- **EXERCISE DIRECTIONS**
Exact copies of all entries are expected.

- **DATA LISTING**
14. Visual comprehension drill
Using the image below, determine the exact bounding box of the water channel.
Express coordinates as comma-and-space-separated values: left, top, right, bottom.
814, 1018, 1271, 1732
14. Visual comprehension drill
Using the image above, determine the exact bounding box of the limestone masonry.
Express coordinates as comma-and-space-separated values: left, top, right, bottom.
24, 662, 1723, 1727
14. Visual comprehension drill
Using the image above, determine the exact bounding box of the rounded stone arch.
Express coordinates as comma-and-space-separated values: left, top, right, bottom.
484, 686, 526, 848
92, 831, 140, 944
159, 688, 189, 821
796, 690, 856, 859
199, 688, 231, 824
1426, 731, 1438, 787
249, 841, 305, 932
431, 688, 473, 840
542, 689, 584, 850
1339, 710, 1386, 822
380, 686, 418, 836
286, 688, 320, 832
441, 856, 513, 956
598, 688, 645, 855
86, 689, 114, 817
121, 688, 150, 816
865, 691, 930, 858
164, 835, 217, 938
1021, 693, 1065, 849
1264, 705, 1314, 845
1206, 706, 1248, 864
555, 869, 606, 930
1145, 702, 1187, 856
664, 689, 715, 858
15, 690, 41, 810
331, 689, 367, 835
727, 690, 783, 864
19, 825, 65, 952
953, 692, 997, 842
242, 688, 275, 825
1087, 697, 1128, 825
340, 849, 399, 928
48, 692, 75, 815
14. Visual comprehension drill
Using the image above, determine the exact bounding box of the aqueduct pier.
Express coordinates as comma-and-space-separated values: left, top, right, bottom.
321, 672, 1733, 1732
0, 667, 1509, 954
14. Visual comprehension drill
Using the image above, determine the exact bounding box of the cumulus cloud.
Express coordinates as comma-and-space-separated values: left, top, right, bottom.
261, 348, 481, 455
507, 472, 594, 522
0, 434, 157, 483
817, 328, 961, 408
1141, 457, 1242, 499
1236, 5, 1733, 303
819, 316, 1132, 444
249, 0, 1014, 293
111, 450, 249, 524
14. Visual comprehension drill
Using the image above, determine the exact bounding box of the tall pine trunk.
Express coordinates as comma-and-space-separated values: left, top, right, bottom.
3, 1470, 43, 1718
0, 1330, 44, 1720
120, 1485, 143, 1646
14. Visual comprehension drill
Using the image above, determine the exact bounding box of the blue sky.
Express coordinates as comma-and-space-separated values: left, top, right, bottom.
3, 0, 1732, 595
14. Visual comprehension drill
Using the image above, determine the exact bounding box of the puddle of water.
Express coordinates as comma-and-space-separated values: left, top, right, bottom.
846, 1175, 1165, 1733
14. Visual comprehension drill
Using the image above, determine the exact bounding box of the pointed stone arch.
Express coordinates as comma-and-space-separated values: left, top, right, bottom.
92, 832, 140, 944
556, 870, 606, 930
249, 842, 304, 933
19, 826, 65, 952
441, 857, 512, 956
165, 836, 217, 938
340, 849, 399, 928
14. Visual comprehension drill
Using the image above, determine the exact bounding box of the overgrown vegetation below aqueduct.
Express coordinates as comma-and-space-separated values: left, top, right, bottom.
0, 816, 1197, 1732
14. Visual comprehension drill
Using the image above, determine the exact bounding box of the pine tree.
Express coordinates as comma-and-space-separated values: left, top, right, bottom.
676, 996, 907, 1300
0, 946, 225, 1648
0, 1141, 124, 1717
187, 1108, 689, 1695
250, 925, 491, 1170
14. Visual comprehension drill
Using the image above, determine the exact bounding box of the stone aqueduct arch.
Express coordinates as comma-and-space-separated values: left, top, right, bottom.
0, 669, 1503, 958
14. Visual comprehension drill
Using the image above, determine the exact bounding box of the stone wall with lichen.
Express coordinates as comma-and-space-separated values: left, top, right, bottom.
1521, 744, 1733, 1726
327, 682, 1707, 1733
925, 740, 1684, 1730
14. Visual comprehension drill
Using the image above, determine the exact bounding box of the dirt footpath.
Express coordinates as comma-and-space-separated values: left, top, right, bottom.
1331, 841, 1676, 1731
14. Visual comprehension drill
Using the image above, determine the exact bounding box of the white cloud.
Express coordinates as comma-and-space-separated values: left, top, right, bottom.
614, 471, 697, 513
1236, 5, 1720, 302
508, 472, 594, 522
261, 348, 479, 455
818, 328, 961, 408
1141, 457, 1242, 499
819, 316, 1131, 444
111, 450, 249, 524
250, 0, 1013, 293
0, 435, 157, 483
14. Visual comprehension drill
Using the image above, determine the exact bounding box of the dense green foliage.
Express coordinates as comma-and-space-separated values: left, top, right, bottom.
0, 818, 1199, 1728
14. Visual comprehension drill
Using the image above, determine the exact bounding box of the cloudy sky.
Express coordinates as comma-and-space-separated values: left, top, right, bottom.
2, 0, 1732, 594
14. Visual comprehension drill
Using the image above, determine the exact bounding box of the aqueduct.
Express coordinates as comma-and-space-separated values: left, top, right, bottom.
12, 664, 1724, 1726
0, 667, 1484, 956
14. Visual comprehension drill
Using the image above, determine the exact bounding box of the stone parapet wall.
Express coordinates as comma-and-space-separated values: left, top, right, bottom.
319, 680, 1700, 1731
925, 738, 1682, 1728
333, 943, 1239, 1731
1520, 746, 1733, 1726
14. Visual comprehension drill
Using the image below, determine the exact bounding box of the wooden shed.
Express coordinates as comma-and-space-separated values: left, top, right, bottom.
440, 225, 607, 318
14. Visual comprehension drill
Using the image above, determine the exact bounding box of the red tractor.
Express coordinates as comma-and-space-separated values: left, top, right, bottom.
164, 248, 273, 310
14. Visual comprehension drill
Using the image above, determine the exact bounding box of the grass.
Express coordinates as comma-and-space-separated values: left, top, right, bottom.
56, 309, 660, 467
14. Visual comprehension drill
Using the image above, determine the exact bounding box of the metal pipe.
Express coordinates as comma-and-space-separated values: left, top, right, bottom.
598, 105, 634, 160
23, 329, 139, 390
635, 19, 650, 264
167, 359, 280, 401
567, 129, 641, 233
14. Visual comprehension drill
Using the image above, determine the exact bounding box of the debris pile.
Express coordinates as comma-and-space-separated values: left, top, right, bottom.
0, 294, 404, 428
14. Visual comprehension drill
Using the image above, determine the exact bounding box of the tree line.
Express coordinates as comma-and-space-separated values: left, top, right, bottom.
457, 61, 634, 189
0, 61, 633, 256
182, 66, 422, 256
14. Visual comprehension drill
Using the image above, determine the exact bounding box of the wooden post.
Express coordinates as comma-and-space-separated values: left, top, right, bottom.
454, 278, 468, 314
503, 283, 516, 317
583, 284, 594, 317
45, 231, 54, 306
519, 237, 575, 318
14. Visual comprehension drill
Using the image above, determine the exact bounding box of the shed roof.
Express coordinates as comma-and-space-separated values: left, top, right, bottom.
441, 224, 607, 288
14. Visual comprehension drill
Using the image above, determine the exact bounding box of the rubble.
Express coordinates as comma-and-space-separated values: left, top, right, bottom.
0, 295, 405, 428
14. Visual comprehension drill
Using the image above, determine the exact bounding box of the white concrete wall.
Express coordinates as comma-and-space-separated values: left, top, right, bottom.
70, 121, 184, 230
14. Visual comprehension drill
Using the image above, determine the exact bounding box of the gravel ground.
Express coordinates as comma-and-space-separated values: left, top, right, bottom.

- **OUTPUT FOR THIS EXERCISE**
14. Visual comprehension drill
Using the image below, determine the exact bounding box of the water channel.
Express coordinates as comma-and-space-separated values: left, top, right, bottom.
814, 1018, 1271, 1732
14. Visual comprehension drill
Using the image above, determine the exact bounding box of the limestone masonry.
Express coordinates as comma-and-space-separated values: left, top, right, bottom.
24, 662, 1723, 1727
14. Visual comprehension drill
Using the image above, determine the exact bounding box of the rounded stone arch.
Express coordinates as comma-and-space-separated values: left, top, right, bottom.
484, 686, 526, 848
92, 831, 140, 944
159, 688, 189, 821
796, 690, 856, 859
199, 688, 231, 824
1426, 731, 1438, 787
249, 841, 305, 932
431, 688, 473, 840
542, 689, 584, 850
1339, 710, 1386, 822
380, 686, 418, 836
286, 688, 320, 832
441, 856, 513, 956
598, 688, 645, 855
86, 689, 114, 817
121, 688, 150, 816
865, 691, 930, 858
164, 835, 217, 938
1021, 693, 1065, 849
1264, 705, 1314, 845
1206, 706, 1248, 864
555, 869, 606, 930
1145, 702, 1187, 856
664, 689, 715, 858
15, 690, 41, 810
331, 689, 367, 835
727, 690, 783, 864
19, 825, 65, 952
953, 692, 997, 842
242, 688, 275, 825
1087, 697, 1128, 825
340, 849, 399, 928
48, 692, 75, 815
14. Visual comprehension drill
Using the image above, determine the exact bounding box of the aqueduct pier.
Express coordinates as comma-and-space-separated values: left, top, right, bottom.
321, 672, 1733, 1732
0, 667, 1509, 954
14. Visual comprehension drill
Using the image above, determine the exact bounding box of the cumulus cloud.
Express coordinates as comma-and-space-separated values: left, top, right, bottom.
261, 348, 481, 455
507, 472, 594, 522
0, 434, 157, 483
817, 328, 961, 408
1141, 457, 1242, 499
1236, 5, 1733, 303
819, 316, 1132, 444
249, 0, 1014, 293
111, 450, 249, 524
14. Visual comprehension drill
Using the image above, determine the exact bounding box of the tall pine trunk.
Express coordinates as comma-and-space-separated values: left, top, right, bottom.
3, 1470, 43, 1718
0, 1330, 44, 1720
120, 1485, 143, 1646
14. Visual comprehension drill
Using the image above, determine the exact bounding box of the blue sky.
Express coordinates as comma-and-space-separated values: left, top, right, bottom.
3, 0, 1732, 595
14. Visual comprehension drill
Using the image above, determine the exact bounding box of the puddle of water.
Express coordinates as comma-and-space-separated values: left, top, right, bottom.
846, 1175, 1165, 1733
14. Visual comprehension drill
Using the image above, determine the exact bounding box of the pointed stone arch.
Express coordinates as comma-and-space-separated values: left, top, right, bottom.
92, 832, 140, 944
556, 870, 606, 930
249, 842, 304, 933
19, 826, 65, 952
441, 857, 512, 956
165, 836, 217, 938
340, 849, 399, 928
14. Visual comprehension drill
Using the image above, determine the exact bounding box of the overgrown vegetation below aqueduct.
Express coordinates as comma-and-space-separated values: left, top, right, bottom.
0, 816, 1197, 1732
14. Visual comprehension drill
Using the image above, determine the exact bounding box of the pine tree.
Express coordinates as comma-and-space-separated values: left, top, right, bottom.
676, 996, 907, 1300
0, 946, 225, 1648
0, 1141, 124, 1717
187, 1108, 689, 1695
250, 925, 491, 1170
14. Visual comprehension drill
Using the image above, determine the exact bounding box of the stone aqueduct arch.
Express coordinates as comma-and-space-separated values: left, top, right, bottom.
0, 669, 1503, 958
14. Visual comprehension drill
Using the image above, determine the exact bounding box of the stone wall with lichen.
Express coordinates as comma-and-space-separated values: left, top, right, bottom.
1521, 744, 1733, 1726
327, 682, 1707, 1733
925, 740, 1684, 1730
14. Visual comprehension drill
Using the image above, determine the exact bounding box of the dirt footpath.
Express coordinates as comma-and-space-separated values: left, top, right, bottom.
1331, 841, 1676, 1731
14. Visual comprehension drill
Using the image above, determine the exact bounding box of the white cloud.
Express coordinates as comma-and-space-separated values: left, top, right, bottom.
614, 471, 697, 513
1236, 5, 1720, 302
508, 472, 594, 522
261, 348, 479, 455
818, 328, 961, 408
1141, 457, 1242, 499
819, 316, 1131, 444
111, 450, 249, 524
250, 0, 1013, 293
0, 435, 157, 483
14. Visual comprehension drill
Using the image above, determine the exact bounding box of the dense green foliage.
Express coordinates as comma-and-space-separated values: left, top, right, bottom.
0, 818, 1199, 1728
14. Visual comprehension drill
Using the image above, determine the exact bounding box of the cloudy sky.
Express coordinates as comma-and-space-separated values: left, top, right, bottom.
2, 0, 1732, 594
14. Visual comprehension drill
Using the image above, determine the exact bounding box of the aqueduct.
Express coordinates as comma-and-space-separated values: left, top, right, bottom.
12, 664, 1724, 1726
0, 667, 1484, 956
14. Visual comprehension drill
Using the image above, determine the exact bounding box of the stone parapet wall.
Express coordinates as comma-and-space-separated values: left, top, right, bottom.
319, 680, 1700, 1731
925, 738, 1682, 1728
333, 943, 1239, 1731
1520, 746, 1733, 1726
14. Visual comprehension drill
Using the image below, determine the exact bounding box of the wooden shed.
Express coordinates as comma-and-space-separated values: left, top, right, bottom.
440, 225, 607, 318
14. Visual comprehension drill
Using the image above, determine the exact bounding box of the red tractor.
Express coordinates as comma-and-space-separated values: left, top, right, bottom.
164, 248, 273, 310
14. Visual comprehension drill
Using the image above, determine the exact bounding box of the grass.
Express coordinates as comma-and-space-separated values: left, top, right, bottom.
56, 309, 660, 467
14. Visual comprehension drill
Using the image above, determine the exact bounding box of the metal pipe.
Express coordinates as comma-and-space-separated values: left, top, right, bottom.
598, 105, 634, 160
23, 329, 139, 390
635, 19, 650, 264
167, 359, 280, 401
567, 129, 641, 233
14. Visual comprehension drill
Using the image above, determine the exact bounding box of the debris pile.
Express coordinates as comma-and-space-separated values: left, top, right, bottom.
0, 294, 404, 428
14. Visual comprehension drill
Using the image above, determine the exact bounding box of the tree line.
Express coordinates as comma-and-space-separated values: left, top, right, bottom.
457, 61, 634, 189
0, 61, 633, 256
182, 66, 422, 256
14. Visual comprehension drill
Using the image above, determine the exact bounding box of the wooden post.
Express coordinates as comma-and-space-separated values: left, top, right, bottom.
454, 278, 468, 314
503, 283, 516, 317
583, 284, 594, 317
45, 231, 54, 306
519, 237, 575, 318
14. Visual comprehension drill
Using the image above, determine the exact bounding box of the shed roof.
Express coordinates as comma-and-space-separated values: left, top, right, bottom.
441, 224, 607, 288
14. Visual comprehension drill
Using the image above, determine the exact bounding box of the rubble.
Express coordinates as comma-and-space-separated values: left, top, right, bottom.
0, 295, 405, 428
14. Visual comprehension drill
Using the image above, determine the exact bounding box of the white concrete wall.
Express coordinates as comma-and-space-separated values: left, top, right, bottom.
70, 121, 184, 230
14. Visual comprehension drill
Using the image above, determine the exact bounding box of the gravel ground.
Express coordinates as comma-and-space-separated values: left, top, right, bottom.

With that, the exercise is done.